*** Data records Section Begins ***

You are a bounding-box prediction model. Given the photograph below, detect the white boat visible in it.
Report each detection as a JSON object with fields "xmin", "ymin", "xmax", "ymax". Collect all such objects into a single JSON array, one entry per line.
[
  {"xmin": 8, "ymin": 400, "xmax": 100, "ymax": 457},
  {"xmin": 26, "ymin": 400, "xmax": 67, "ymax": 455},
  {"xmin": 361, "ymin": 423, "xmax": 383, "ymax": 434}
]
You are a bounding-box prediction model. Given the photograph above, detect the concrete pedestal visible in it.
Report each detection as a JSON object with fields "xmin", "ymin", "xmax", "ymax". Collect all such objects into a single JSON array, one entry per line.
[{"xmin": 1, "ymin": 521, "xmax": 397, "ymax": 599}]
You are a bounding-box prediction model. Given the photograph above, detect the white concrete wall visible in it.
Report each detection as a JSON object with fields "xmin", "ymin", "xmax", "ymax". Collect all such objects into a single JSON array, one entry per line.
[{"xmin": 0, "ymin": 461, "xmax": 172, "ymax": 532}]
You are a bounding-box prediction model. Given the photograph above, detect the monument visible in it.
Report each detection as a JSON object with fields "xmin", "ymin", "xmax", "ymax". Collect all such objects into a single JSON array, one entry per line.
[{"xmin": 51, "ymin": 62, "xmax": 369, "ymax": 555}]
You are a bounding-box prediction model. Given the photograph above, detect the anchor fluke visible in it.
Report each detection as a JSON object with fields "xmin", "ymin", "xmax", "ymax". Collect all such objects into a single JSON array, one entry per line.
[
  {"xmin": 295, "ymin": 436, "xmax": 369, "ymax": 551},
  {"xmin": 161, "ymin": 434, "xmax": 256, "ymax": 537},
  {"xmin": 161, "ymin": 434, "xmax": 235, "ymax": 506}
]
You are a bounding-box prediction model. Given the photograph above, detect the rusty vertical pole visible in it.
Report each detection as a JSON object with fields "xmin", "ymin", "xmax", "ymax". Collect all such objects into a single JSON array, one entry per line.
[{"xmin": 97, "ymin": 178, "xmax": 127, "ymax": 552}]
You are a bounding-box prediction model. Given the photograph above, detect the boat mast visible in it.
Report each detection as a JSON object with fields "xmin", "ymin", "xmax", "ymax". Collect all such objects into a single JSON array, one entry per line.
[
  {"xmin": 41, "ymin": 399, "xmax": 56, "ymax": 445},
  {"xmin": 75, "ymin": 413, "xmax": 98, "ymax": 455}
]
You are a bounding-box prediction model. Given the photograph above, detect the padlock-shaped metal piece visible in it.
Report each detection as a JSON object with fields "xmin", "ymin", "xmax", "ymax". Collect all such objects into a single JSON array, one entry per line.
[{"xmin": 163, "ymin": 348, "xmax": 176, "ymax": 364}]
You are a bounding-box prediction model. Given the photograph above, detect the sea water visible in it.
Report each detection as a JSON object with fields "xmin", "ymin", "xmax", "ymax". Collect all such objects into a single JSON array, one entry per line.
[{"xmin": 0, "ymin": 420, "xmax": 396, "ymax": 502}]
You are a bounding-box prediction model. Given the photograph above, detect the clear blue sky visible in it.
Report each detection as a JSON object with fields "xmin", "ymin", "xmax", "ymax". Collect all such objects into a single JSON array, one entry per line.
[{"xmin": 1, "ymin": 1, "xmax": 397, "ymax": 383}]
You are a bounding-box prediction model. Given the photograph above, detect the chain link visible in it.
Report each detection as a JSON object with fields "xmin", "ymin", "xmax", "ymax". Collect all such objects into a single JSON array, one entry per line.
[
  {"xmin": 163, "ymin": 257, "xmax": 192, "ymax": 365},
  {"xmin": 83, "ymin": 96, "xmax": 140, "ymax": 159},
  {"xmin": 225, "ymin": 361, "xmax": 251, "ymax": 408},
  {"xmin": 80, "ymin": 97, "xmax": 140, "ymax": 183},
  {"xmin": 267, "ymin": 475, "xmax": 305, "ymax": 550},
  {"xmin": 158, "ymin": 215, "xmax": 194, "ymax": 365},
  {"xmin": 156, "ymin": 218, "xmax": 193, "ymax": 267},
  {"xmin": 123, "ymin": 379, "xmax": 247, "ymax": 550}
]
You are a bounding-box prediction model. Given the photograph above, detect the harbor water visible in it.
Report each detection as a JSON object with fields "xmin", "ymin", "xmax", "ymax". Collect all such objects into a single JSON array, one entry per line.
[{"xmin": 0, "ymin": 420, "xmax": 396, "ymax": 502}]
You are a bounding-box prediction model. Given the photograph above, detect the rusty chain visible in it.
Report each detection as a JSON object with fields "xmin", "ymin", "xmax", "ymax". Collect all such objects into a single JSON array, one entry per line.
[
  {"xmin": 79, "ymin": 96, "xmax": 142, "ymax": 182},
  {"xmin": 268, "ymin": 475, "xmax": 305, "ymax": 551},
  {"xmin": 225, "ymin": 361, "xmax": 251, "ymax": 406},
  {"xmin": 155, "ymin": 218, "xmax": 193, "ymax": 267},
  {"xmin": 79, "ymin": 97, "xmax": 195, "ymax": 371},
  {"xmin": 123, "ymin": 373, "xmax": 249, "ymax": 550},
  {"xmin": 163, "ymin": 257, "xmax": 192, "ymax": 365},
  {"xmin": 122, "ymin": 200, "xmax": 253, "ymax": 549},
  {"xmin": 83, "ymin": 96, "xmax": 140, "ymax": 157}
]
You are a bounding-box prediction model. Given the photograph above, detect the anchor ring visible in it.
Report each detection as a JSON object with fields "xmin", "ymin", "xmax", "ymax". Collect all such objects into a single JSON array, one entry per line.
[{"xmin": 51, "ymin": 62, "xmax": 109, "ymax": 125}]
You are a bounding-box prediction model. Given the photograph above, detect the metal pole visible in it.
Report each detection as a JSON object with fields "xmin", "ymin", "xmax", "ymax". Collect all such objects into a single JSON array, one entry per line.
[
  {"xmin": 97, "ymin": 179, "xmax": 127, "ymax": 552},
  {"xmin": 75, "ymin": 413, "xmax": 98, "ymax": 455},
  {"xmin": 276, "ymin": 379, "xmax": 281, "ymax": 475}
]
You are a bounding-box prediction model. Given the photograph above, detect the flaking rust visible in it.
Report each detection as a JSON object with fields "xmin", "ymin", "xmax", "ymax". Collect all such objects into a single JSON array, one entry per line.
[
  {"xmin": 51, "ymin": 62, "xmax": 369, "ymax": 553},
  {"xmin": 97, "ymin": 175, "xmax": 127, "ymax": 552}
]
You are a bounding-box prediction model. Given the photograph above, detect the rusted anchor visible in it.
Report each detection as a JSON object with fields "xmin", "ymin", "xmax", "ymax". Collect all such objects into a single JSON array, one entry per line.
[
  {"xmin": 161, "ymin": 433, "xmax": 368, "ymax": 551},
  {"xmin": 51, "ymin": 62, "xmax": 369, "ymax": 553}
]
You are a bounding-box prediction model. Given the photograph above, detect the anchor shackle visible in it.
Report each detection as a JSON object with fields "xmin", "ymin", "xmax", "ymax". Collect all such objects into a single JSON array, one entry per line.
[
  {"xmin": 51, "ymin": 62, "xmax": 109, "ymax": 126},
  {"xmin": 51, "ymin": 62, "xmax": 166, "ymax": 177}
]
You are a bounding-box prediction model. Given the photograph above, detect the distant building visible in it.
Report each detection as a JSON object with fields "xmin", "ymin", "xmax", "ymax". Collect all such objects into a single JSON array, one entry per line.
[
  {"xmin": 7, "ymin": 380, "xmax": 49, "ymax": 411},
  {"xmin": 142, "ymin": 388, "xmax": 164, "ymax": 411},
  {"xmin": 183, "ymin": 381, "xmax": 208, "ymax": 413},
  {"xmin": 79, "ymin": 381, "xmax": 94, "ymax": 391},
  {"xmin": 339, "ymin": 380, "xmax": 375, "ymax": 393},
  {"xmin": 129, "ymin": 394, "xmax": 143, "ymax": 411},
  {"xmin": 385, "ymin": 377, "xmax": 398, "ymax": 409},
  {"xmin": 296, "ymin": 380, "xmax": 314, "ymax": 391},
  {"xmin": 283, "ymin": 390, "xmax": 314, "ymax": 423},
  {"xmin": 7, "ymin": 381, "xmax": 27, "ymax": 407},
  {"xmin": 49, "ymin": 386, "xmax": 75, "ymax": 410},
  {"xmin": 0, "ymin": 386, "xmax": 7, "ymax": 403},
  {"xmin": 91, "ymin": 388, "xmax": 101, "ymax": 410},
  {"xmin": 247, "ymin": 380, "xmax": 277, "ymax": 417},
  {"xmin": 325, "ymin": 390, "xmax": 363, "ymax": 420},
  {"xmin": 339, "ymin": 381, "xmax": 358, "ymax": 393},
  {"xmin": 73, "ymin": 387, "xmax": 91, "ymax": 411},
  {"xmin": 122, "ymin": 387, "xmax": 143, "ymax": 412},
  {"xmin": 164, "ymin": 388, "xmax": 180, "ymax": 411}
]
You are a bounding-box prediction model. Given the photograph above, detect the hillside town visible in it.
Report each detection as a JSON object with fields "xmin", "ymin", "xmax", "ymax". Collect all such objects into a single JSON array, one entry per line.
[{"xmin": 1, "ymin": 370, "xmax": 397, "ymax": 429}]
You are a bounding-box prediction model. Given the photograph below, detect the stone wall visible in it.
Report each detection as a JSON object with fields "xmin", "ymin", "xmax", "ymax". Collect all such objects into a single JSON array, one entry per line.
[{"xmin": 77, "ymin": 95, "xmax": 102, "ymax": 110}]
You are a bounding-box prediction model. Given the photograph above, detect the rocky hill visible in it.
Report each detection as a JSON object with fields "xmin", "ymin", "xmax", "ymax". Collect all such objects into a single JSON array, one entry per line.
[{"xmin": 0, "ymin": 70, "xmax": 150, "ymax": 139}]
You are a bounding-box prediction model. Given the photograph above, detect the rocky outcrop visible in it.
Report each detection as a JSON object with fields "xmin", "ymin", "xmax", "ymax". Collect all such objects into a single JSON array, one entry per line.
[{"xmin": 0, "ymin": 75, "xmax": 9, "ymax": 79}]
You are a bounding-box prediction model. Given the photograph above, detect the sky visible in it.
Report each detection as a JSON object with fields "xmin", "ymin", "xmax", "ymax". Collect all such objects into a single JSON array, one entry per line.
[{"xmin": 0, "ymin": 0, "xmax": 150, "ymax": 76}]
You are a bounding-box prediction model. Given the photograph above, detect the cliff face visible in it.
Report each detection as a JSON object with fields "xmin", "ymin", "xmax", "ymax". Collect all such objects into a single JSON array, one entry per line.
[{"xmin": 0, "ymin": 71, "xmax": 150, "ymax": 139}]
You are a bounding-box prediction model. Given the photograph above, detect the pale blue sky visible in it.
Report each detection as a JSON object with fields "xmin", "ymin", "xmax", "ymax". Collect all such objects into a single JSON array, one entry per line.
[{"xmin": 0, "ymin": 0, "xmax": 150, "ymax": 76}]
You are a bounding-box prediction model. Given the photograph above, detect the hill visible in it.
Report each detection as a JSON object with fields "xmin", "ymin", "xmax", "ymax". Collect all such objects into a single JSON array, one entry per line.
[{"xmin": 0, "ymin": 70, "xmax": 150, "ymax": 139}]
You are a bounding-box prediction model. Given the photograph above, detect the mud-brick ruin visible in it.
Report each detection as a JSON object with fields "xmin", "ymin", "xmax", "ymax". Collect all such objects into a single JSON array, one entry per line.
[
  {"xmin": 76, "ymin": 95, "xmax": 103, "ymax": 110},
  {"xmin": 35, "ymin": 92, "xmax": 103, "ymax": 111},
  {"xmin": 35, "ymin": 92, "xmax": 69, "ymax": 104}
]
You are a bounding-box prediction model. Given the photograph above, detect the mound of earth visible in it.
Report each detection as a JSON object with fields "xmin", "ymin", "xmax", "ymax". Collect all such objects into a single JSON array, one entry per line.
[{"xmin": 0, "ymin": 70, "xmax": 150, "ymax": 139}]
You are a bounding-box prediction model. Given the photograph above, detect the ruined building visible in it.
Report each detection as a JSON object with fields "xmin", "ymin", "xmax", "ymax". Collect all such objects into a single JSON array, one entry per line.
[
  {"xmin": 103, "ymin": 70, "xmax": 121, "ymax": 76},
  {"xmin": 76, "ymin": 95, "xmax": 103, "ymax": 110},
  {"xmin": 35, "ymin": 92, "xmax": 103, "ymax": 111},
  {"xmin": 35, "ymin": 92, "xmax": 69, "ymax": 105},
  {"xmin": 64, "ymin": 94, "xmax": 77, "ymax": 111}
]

*** Data records Section Ends ***

* **Assignment**: As listed above, the lines from the line with "town visible in it." to the line with "rocky hill visible in it." are to be echoed exactly, with both ends included and nothing added.

* **Solution for this problem**:
You are a bounding-box prediction model. Given the photograph above, detect the hillside town visible in it.
Report each detection as a JSON object with fields "xmin", "ymin", "xmax", "ymax". Collect all such objects into a single JSON array, one entry per line.
[{"xmin": 1, "ymin": 370, "xmax": 397, "ymax": 429}]
You are a bounding-box prediction model. Given the photograph below, detect the stone wall visible in it.
Report each detection as a JSON object with fields "xmin", "ymin", "xmax", "ymax". Collect all such objects into a single JSON array, one entry per line.
[{"xmin": 77, "ymin": 95, "xmax": 102, "ymax": 110}]
You are a bounding-box prediction model. Given the photograph above, detect the rocky hill visible in it.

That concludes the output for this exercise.